[Source data]
--
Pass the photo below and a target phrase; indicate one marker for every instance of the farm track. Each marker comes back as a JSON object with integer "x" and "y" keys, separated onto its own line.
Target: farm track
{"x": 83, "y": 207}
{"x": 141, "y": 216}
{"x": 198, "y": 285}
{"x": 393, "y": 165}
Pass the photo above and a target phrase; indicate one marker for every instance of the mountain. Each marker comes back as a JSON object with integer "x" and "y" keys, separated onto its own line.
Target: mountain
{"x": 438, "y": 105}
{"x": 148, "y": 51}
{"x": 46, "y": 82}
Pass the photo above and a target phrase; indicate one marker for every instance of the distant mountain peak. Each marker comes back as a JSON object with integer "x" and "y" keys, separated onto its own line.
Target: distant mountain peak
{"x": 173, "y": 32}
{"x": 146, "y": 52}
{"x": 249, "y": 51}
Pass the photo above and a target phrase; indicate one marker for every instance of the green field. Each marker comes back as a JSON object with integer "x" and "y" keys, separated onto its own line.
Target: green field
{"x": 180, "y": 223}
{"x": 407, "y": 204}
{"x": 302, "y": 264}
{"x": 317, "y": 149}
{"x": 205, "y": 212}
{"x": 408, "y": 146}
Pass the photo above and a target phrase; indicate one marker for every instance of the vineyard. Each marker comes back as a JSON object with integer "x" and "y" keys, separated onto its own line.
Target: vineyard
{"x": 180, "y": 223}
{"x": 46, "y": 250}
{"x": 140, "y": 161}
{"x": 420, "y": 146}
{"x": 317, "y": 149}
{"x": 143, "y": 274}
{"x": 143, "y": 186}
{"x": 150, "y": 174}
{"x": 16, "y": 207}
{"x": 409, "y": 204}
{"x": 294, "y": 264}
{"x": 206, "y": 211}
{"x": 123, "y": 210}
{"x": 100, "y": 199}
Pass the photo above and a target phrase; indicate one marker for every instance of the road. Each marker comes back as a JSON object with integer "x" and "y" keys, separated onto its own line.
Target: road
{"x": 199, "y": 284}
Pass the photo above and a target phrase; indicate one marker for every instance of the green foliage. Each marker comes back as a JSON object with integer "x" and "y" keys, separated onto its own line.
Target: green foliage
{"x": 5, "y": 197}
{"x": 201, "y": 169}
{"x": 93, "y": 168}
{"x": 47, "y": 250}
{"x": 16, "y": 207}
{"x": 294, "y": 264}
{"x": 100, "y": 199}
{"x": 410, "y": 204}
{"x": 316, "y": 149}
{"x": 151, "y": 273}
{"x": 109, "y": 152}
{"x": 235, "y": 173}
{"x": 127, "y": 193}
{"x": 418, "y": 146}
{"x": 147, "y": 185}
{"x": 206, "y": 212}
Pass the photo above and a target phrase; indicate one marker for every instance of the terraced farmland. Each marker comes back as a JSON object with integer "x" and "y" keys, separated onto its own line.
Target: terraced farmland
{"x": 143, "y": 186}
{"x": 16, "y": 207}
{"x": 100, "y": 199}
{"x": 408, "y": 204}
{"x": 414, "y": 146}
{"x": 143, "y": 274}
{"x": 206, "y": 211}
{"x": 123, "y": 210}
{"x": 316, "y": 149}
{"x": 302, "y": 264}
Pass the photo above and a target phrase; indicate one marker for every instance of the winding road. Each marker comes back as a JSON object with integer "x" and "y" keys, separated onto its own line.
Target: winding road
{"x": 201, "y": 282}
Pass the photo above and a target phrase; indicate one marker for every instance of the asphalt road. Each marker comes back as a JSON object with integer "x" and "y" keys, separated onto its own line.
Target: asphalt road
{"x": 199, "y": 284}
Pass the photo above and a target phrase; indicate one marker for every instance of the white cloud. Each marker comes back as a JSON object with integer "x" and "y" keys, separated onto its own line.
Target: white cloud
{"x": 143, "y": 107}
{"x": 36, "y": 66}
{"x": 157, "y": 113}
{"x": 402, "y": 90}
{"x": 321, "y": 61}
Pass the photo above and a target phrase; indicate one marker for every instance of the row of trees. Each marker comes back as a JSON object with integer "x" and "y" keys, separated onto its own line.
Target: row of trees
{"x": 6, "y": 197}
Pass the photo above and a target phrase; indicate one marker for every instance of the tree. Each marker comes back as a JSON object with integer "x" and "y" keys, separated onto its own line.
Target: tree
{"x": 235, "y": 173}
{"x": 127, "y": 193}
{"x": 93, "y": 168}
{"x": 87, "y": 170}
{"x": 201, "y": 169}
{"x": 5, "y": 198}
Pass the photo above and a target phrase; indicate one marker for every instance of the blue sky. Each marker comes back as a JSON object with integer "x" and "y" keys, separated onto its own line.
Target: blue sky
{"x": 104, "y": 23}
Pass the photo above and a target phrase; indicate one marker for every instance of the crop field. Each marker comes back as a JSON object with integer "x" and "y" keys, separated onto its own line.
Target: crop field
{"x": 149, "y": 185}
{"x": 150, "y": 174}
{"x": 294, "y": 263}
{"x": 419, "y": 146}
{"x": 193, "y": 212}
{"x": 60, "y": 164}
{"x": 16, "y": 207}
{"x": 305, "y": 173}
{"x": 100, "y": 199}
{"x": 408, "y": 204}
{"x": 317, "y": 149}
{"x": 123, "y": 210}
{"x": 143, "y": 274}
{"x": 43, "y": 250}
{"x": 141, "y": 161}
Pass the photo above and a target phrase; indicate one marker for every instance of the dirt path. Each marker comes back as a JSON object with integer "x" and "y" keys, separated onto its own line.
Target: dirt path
--
* Written instruction:
Return, unchanged, each line from the line containing "of the crop" through the last line of the material.

* Result:
Pass the photo above and a target phrase; indicate one marker for every instance of the crop field. Each marker comes back as a JSON object with integer "x" and "y" keys, separated onto its own line.
Target: crop field
{"x": 149, "y": 185}
{"x": 150, "y": 174}
{"x": 294, "y": 263}
{"x": 419, "y": 146}
{"x": 193, "y": 212}
{"x": 60, "y": 164}
{"x": 16, "y": 207}
{"x": 305, "y": 173}
{"x": 100, "y": 199}
{"x": 408, "y": 204}
{"x": 317, "y": 149}
{"x": 123, "y": 210}
{"x": 143, "y": 274}
{"x": 43, "y": 250}
{"x": 141, "y": 161}
Pass the photo above and a target phrase; indicate one marker for every instance of the dirt path. Each marker comes back as a JSON object with integer "x" and "y" keys, separated onto its own line.
Target: dirt path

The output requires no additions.